--- Testo fornito ---
---------------

Mafie nell’Ue
Non più solo
una questione
italiana

Il giro d’affari della mafia in Europa vale 110 miliardi, circa l’1% del Pil dell’Eurozona. Il rapporto di Ocp (Organised crime portfolio) coordinato dal centro di ricerca Transcrime dell’Università Cattolica di Milano rende evidente
la pervasività del fenomeno criminale. Il crimine organizzato è diventato parte integrante dell’economia europea. Se ne è reso conto anche il successore in pectore di Angela Merkel, il candidato Cdu alla cancelleria Armin Laschet. Nel suo programma di governo ha messo al primo posto la lotta ai clan mafiosi. È il segno dei tempi ma anche un punto di svolta. Non era mai accaduto prima in Europa. E questo proprio quando due mesi fa a Francoforte sul Meno una pizzeria accostava i nomi di Falcone e Borsellino al padrino impersonato da Marlon Brando. Alla denuncia per oltraggio e diffamazione il giudice ha risposto che da quei fatti era trascorso molto tempo e che comunque erano questioni italiane. In Europa è un pregiudizio diffuso. Tutto ciò che ha a che fare con mafia attiene all’Italia e quindi non riguarda gli altri.

---------------

--- Dati forniti ---
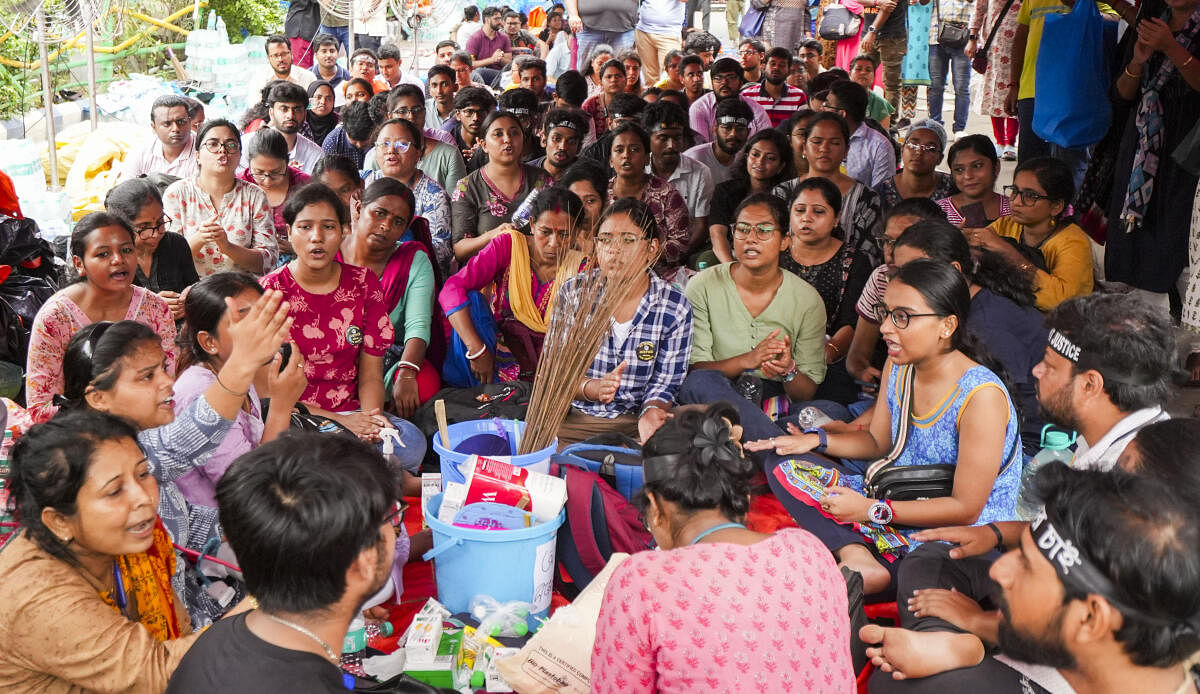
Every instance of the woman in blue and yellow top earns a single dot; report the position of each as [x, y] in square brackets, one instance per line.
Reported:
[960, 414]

---------------

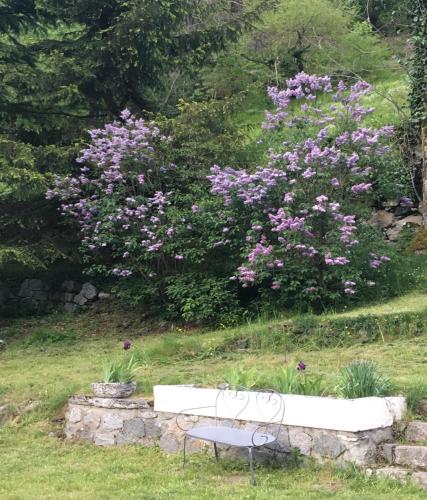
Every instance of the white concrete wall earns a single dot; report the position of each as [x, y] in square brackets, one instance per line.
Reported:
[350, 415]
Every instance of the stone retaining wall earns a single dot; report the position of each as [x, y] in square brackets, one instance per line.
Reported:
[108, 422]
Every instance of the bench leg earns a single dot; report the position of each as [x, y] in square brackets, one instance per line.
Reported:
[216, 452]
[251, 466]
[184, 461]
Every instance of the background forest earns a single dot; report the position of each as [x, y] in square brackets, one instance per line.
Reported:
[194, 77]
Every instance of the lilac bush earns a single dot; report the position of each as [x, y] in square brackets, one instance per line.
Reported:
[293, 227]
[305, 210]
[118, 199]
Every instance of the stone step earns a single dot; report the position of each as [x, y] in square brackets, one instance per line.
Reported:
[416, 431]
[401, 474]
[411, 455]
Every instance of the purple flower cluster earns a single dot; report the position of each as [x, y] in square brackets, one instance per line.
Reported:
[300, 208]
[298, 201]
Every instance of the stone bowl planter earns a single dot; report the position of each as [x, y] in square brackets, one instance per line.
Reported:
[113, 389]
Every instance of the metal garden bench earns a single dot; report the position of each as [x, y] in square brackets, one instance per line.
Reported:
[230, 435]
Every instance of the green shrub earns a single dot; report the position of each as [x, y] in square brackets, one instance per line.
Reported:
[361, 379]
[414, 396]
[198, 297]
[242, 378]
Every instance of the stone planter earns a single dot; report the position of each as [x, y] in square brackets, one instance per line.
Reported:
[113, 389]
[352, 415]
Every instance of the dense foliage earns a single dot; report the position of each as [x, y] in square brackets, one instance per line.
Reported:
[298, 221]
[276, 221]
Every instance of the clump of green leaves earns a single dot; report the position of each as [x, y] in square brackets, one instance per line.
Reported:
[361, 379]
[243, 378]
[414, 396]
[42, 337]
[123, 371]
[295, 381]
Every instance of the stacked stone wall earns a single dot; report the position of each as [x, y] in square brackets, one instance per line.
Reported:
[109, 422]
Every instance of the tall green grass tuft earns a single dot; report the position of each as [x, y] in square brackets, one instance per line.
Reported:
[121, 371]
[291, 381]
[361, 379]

---------------

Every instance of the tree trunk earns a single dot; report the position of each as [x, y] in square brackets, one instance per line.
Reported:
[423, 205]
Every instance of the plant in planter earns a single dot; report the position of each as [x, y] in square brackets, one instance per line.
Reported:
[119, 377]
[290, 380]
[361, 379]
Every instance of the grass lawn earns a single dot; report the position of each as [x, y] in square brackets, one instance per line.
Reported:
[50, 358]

---------------

--- Problema ---
In base al testo sulle mafie nell'Ue, rispondi:
1. Quale valore ha il giro d'affari della mafia in Europa?
2. Quale centro di ricerca ha coordinato il rapporto di Ocp?
3. In quale città si trovava la pizzeria che accostava i nomi di Falcone e Borsellino al padrino?
Il materiale non ha alcun legame con il testo.

--- Soluzione ---
1. 110 miliardi, circa l'1% del Pil dell'Eurozona.
2. Il centro di ricerca Transcrime dell'Università Cattolica di Milano.
3. Francoforte sul Meno.